Task description: All of the records must be given again exactly.

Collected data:
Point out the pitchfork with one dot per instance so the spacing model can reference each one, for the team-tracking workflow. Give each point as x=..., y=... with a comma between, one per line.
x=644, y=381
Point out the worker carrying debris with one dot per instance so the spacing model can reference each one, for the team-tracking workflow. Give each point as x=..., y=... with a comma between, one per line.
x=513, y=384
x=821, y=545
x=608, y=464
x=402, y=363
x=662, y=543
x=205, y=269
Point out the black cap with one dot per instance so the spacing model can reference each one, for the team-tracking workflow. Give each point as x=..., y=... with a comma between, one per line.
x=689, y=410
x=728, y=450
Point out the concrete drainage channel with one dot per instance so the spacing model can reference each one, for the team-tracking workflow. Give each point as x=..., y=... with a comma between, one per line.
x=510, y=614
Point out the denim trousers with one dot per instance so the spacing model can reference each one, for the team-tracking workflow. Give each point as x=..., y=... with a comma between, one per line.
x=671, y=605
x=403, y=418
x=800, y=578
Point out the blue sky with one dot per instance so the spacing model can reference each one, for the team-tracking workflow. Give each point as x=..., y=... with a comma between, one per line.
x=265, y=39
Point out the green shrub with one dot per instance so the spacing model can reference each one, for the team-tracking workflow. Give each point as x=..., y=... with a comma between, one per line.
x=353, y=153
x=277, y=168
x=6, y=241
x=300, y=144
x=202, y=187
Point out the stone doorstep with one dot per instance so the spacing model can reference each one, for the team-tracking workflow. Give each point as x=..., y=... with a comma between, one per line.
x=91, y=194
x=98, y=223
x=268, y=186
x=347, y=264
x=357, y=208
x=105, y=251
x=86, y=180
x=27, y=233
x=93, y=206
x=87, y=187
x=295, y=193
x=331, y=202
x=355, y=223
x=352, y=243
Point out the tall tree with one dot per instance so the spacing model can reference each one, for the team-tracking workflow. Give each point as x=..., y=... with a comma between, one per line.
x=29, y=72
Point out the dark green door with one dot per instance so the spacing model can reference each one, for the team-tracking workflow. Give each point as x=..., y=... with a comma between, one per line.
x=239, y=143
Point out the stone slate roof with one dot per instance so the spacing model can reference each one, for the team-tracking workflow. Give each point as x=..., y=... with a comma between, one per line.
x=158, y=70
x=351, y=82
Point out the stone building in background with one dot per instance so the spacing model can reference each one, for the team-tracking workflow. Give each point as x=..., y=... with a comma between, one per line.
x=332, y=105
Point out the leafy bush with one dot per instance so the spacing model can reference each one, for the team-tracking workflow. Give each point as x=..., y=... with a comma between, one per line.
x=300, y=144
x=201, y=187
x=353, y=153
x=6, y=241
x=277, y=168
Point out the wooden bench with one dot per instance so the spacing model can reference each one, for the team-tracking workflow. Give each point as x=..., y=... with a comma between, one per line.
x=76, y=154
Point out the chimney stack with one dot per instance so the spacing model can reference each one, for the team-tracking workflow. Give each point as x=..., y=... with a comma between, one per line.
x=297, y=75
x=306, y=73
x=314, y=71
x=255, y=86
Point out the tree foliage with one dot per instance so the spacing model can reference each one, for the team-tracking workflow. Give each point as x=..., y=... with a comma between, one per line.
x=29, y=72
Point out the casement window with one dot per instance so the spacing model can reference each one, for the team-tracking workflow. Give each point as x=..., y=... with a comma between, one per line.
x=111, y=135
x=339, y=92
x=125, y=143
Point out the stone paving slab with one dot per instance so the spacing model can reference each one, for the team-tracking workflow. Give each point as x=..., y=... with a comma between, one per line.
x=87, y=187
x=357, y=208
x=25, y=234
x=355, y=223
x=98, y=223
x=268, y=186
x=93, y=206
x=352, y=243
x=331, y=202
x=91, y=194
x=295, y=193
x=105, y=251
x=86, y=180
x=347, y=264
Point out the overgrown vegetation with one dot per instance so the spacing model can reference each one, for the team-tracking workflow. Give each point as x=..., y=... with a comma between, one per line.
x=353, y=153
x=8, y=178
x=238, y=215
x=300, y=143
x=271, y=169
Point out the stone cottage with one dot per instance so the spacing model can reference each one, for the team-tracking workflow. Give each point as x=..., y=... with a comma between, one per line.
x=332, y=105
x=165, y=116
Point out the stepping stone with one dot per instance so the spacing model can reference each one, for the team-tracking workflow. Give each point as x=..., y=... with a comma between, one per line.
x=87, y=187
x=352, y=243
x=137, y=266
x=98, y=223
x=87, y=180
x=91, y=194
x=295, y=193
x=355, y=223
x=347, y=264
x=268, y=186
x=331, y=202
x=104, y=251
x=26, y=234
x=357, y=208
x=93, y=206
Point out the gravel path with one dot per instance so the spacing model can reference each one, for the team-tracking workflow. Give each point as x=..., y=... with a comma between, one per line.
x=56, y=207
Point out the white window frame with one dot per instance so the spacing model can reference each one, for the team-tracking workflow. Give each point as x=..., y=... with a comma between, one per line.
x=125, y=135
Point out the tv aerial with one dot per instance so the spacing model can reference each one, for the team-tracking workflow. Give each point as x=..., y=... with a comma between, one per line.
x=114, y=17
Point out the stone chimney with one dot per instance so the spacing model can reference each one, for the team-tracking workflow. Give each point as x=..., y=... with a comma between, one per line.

Answer area:
Point out the pitchfork with one dot per instance so the spacing model can reference each one, for the team-tracking workflow. Give each point as x=..., y=... with a comma between, one per line.
x=644, y=381
Point out the worker carrying debris with one dot per instance so the spacing model can reference each one, for the team-tracking workflow. Give each point as x=..., y=... with a comma between, one per line.
x=513, y=384
x=821, y=545
x=608, y=464
x=402, y=363
x=662, y=543
x=205, y=269
Point out the black cap with one dot per instance so the spacing model can reference each one, for the team-tracking workflow. Give each point as x=..., y=... with a comma between, one per line.
x=689, y=410
x=728, y=450
Point out the concrete drainage channel with one dot per instance so the spacing model can reference each one, for the team-tracking workflow. Give each point as x=..., y=... with a comma between, one per line.
x=510, y=614
Point out the denim trousers with one dot per instance so the spacing model can reference each one, for the team-tracking workflow. Give each point as x=..., y=... with a comma between, one per line.
x=671, y=605
x=403, y=418
x=800, y=578
Point out the blue sky with one dot per instance so the spacing model can reference each one, for the team-tracking workflow. Give each point as x=..., y=... with a comma between, one per line.
x=265, y=39
Point out the green shrub with one dot per instance so the spacing model can reference each one, for the team-tracking workflow. Give each point as x=..., y=... with a comma between, one per line.
x=353, y=153
x=277, y=168
x=6, y=241
x=300, y=144
x=202, y=187
Point out the stone doorstep with one dot per instance so the spacing model can reference each one, for the team-tracking workflow. Give each point as x=..., y=... with a comma between, one per line.
x=91, y=194
x=98, y=223
x=268, y=186
x=347, y=264
x=357, y=208
x=105, y=251
x=86, y=180
x=27, y=233
x=93, y=206
x=87, y=187
x=295, y=193
x=331, y=202
x=355, y=223
x=352, y=243
Point out the tall tree with one dot per instance so the spacing model can reference each one, for the team-tracking workflow. Give each point as x=..., y=... with a comma between, one per line.
x=29, y=72
Point out the dark green door with one dot per instance so the spacing model can reference each one, for the team-tracking workflow. Give each point as x=..., y=... with a comma between, one per line.
x=239, y=143
Point out the stone slate roof with one dot per instance so the spacing model can reference each one, for the team-tracking workflow. Give each point as x=..., y=... with a comma between, one per line.
x=158, y=70
x=351, y=82
Point out the stone building in background with one dot per instance so the spacing model can reference each one, for the team-tracking workflow. Give each point as x=..., y=... with a comma between, one per line.
x=332, y=105
Point out the leafy bush with one dot per instance so the spacing model can reference each one, for the team-tracking workflow. Give each point as x=..., y=... with a comma between, one per line.
x=300, y=144
x=201, y=187
x=353, y=153
x=6, y=241
x=277, y=168
Point out the wooden bench with one dot per instance so the spacing model can reference each one, for the team-tracking workflow. Give each point as x=..., y=... with a comma between, one per line.
x=76, y=154
Point out the chimney stack with one dot per instance so the spacing model can reference each one, for the team-tracking workflow. Give each point as x=..., y=... with a comma between, one per line.
x=297, y=75
x=306, y=73
x=314, y=71
x=255, y=86
Point out the tree foliage with one dot per instance so the spacing model can reference each one, for the team-tracking workflow. Give each point as x=..., y=... with a comma between, one per line.
x=29, y=72
Point out the casement window with one dot per instance so the spacing model can reference each one, for the team-tracking workflow. Give each point as x=..., y=... with a comma between, one per line.
x=111, y=135
x=339, y=92
x=125, y=143
Point out the stone paving slab with one dot per instance so the spacing model can reference each one, for the team-tracking workflow. Give each point as x=..., y=... with a comma between, one per line.
x=87, y=187
x=357, y=208
x=25, y=234
x=355, y=223
x=98, y=223
x=268, y=186
x=93, y=206
x=352, y=243
x=331, y=202
x=91, y=194
x=295, y=193
x=105, y=251
x=86, y=180
x=347, y=264
Point out the overgrown vegetation with one dot per instance so the spacing model can reference each one, for the team-tracking workflow. Give each point as x=..., y=... with a comma between, one per line.
x=353, y=153
x=8, y=178
x=238, y=215
x=300, y=143
x=271, y=169
Point out the stone cottage with one dot per instance so the spacing model can reference each one, for the team-tracking workflow. Give each point as x=..., y=... with a comma between, one per line.
x=332, y=105
x=165, y=116
Point out the stepping stone with one dot per instance so the spacing model can reference each one, for the team-tracking workflow. Give each point as x=..., y=... with a comma between, one per line.
x=87, y=187
x=352, y=243
x=137, y=266
x=98, y=223
x=87, y=180
x=91, y=194
x=295, y=193
x=355, y=223
x=347, y=264
x=268, y=186
x=331, y=202
x=104, y=251
x=26, y=234
x=357, y=208
x=93, y=206
Point out the gravel path with one dot per instance so the spacing model can reference each one, for the team-tracking workflow. Give each point as x=..., y=... with a comma between, one per line.
x=56, y=207
Point out the white window frame with one dot per instance so the spacing model can reference each one, for the team-tracking workflow. Give each point as x=..., y=... with a comma between, one per line.
x=125, y=135
Point out the tv aerial with one dot per instance so the spacing model can reference each one, for the team-tracking workflow. Give each point as x=..., y=... with a comma between, one per line.
x=114, y=17
Point out the stone chimney with one dot per instance so the spacing model can reference each one, for the team-tracking workflow. Give each point as x=..., y=... with a comma between, one per line.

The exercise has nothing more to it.